## What you need to do
Format every line below as a Markdown table with two columns, Row and Line. Put a sequential row number in Row and the line itself in Line, and skip any blank lines.

## Dataset records
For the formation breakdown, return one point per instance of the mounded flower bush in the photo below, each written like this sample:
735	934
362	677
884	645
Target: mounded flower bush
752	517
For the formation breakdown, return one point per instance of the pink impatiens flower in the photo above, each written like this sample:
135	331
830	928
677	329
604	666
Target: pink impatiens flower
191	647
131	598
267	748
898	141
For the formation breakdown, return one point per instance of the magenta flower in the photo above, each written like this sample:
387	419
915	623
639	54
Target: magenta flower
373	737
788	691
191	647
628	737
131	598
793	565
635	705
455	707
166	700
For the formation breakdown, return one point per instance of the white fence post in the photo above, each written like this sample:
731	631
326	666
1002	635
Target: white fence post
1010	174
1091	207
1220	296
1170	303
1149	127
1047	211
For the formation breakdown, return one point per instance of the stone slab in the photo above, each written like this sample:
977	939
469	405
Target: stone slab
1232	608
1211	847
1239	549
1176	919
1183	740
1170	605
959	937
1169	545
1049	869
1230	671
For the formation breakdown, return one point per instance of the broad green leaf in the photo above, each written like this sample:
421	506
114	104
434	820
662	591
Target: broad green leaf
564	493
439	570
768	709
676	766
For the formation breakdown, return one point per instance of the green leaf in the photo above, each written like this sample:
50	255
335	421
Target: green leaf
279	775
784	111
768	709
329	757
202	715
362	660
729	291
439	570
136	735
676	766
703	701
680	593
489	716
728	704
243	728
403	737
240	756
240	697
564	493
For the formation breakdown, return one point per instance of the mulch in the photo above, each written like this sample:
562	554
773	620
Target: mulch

## Answer
| Row | Line |
|---|---|
| 1 | For the formation breakdown, return one point per instance of the mounded flower bush in the photo below, each written like this sample: |
| 2 | 735	934 |
| 3 | 362	677 |
| 4 | 884	645 |
| 5 | Target: mounded flower bush |
| 6 | 752	517 |
| 7 | For the formation breakdown, return one point per instance of the pink impatiens flower in the photo above, each written like this sample: |
| 8 | 135	331 |
| 9 | 830	928 |
| 10 | 677	329 |
| 11 | 604	666 |
| 12 | Target: pink impatiens flower |
| 13 | 191	647 |
| 14 | 131	598 |
| 15 | 267	748 |
| 16 | 898	141 |
| 17 | For the formation breakdown, return one point per instance of the magenta flower in the photo above, each written like this sample: |
| 18 | 387	419 |
| 19 | 915	623 |
| 20 | 639	54 |
| 21 | Target: magenta flower |
| 22 | 373	737 |
| 23 | 788	691 |
| 24 | 191	647 |
| 25 | 628	737 |
| 26 | 131	598 |
| 27 | 793	565 |
| 28 | 635	705 |
| 29 | 455	707 |
| 30 | 166	700 |
| 31 | For the formation breakdown, return one point per instance of the white fence post in the photo above, each written like this sample: |
| 32 | 731	631 |
| 33 | 326	666 |
| 34 | 1002	635 |
| 35 | Target: white fence post |
| 36 | 1010	174 |
| 37 | 1091	207 |
| 38 | 1220	296 |
| 39 | 1170	303 |
| 40 | 1149	127 |
| 41 | 1047	211 |
| 42 | For the formation breakdown, return one point per instance of the stone slab in the photo above, each written like this sample: |
| 43 | 977	939 |
| 44 | 469	405 |
| 45 | Target: stone slab |
| 46 | 1232	608 |
| 47 | 1211	847 |
| 48 | 1239	549 |
| 49 | 1176	919 |
| 50 | 1183	740 |
| 51 | 1170	605 |
| 52 | 959	937 |
| 53 | 1169	545 |
| 54 | 1049	869 |
| 55 | 1230	671 |
| 56 | For the formation breakdown, return one point per instance of the broad green leaf in the photo above, each written like this sample: |
| 57 | 421	506 |
| 58 | 114	104 |
| 59 | 434	820 |
| 60 | 662	591 |
| 61 | Target: broad green leaf |
| 62 | 564	493 |
| 63 | 439	570 |
| 64 | 768	709 |
| 65 | 676	766 |
| 66 | For the formation breakdown, return one point per instance of the green leaf in the photo above, each written like this sample: |
| 67 | 50	255 |
| 68 | 335	421 |
| 69 | Target: green leaf |
| 70 | 279	775 |
| 71 | 784	111 |
| 72 | 768	709 |
| 73 | 329	757 |
| 74 | 202	715 |
| 75 | 362	660 |
| 76 | 729	291 |
| 77 | 439	570 |
| 78 | 136	735 |
| 79 | 676	766 |
| 80 | 703	701 |
| 81 | 680	593 |
| 82 | 489	716 |
| 83 | 728	704 |
| 84 | 243	728 |
| 85 | 403	737 |
| 86 | 240	756 |
| 87 | 240	697 |
| 88 | 564	493 |
| 89 | For the formation breakdown, return one point per instance of the mulch in the photo above, each written like this sample: |
| 90 | 562	554 |
| 91 | 773	620 |
| 92 | Target: mulch |